AUFGABE:
Beantworten Sie die folgenden Fragen mithilfe des Textes:
1. Wer hat die Stellungnahme abgegeben, und welches Amt hat diese Person inne?
2. Welche Fraktion hat ihre Unterstützung für Frau Prof. Dr. Brosius-Gersdorf zurückgezogen?
3. Welchen Personen gilt der Dank im letzten Satz?

TEXT:
- - - -
11. Juli 2025: Ein guter Tag für alle ungeborenen Kinder. Herzlichen Dank an alle, die für das Lebensrecht aller Menschen durch Wort und Tat eingetreten sind.

Stellungnahme vom 11.07.2025 durch die Bundesvorsitzende der Aktion Lebensrecht für Alle (ALfA) e.V. Cornelia Kaminski:

„Die Aktion Lebensrecht für Alle (ALfA) e.V. begrüßt ausdrücklich, dass die CDU/CSU-Fraktion ihre Unterstützung von Frau Prof. Dr. Brosius-Gersdorf bei der heutigen Wahl zur Richterin am Bundesverfassungsgericht zurückgezogen hat. Zu diesem Ergebnis hat maßgeblich der breite und entschlossene Protest der Lebensrechtsbewegung beigetragen.

Die Ereignisse der vergangenen zwei Wochen haben eindrucksvoll gezeigt, dass das mediale Trommelfeuer, mit dem seit Jahren dem ungeborenen Kind Lebensrecht und Würde abgesprochen und für eine radikalliberale Abtreibungsregelung geworben wurde, letztlich erfolglos geblieben ist. Die Menschen in unserem Land wissen zutiefst, dass ohne den Respekt vor der Würde eines jeden Einzelnen – ob geboren oder ungeboren – unser Rechtsstaat keinen Bestand haben kann. Das Lebensrecht ungeborener Kinder ist ihnen keineswegs egal. Jede Regierung, die sich anschickt, daran zu rütteln, sollte sich diese Tage im Juli in Erinnerung rufen und wissen: Das Grundwissen um Menschenwürde und Lebensrecht ungeborener Kinder ist unerschütterlich und fest im Bewusstsein der Menschen verankert.

Wir sind überzeugt: Wer das Lebensrecht der Schwächsten nicht achtet, stellt sich gegen das Fundament unseres Grundgesetzes. Die Nominierung von Kandidatinnen, die in der Vergangenheit durch Äußerungen und Positionen aufgefallen sind, welche die Unantastbarkeit der Menschenwürde und insbesondere das Recht auf Leben ungeborener Kinder in Frage stellen, ist ein Angriff auf die Grundwerte unserer Gesellschaft.

Die SPD hat mit ihrem Vorgehen das Ansehen und die Integrität des Bundesverfassungsgerichts auf‘s Spiel gesetzt und die Richterwahl in einer Weise politisiert, die jede Kritik an anderen Ländern als heuchlerisch entlarvt. Es ist offensichtlich, dass die SPD bereit war, für parteipolitische Zwecke die Grundrechte der Menschen in Deutschland und vor allem die Menschenwürde ungeborener Kinder zu opfern. Unser Dank geht an all‘ die Abgeordneten, die heute den Mut hatten, ihrem Gewissen zu folgen und einer Kultur des Todes, die mit Brosius-Gersdorf im Bundesverfassungsgericht Einzug gehalten hätte, die Stirn zu bieten.
- - - -
DATENSÄTZE:
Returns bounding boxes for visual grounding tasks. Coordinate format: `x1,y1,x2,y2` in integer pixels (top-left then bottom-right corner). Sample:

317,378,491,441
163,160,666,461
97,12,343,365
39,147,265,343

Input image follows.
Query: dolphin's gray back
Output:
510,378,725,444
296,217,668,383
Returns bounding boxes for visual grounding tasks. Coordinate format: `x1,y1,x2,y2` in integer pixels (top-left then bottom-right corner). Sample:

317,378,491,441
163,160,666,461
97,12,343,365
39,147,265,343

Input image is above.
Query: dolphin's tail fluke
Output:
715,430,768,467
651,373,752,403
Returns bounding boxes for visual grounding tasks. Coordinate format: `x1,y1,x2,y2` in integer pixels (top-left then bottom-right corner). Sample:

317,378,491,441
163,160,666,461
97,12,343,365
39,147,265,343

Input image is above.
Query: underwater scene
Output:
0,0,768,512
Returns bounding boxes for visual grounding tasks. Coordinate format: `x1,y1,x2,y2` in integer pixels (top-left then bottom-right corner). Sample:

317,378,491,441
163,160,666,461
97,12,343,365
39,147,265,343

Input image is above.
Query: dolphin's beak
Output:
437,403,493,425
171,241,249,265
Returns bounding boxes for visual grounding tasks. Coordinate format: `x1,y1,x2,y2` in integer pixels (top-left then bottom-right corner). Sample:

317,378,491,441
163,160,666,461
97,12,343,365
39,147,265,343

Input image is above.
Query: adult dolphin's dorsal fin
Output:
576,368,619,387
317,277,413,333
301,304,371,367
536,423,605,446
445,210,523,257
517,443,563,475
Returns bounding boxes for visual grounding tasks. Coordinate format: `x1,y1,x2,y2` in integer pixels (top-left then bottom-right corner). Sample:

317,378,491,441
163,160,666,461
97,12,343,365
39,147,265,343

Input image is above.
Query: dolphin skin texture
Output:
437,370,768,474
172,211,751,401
- - - -
ERWARTETE LÖSUNG:
1. Cornelia Kaminski, die Bundesvorsitzende der Aktion Lebensrecht für Alle (ALfA) e.V.
2. Die CDU/CSU-Fraktion.
3. Den Abgeordneten, die den Mut hatten, ihrem Gewissen zu folgen.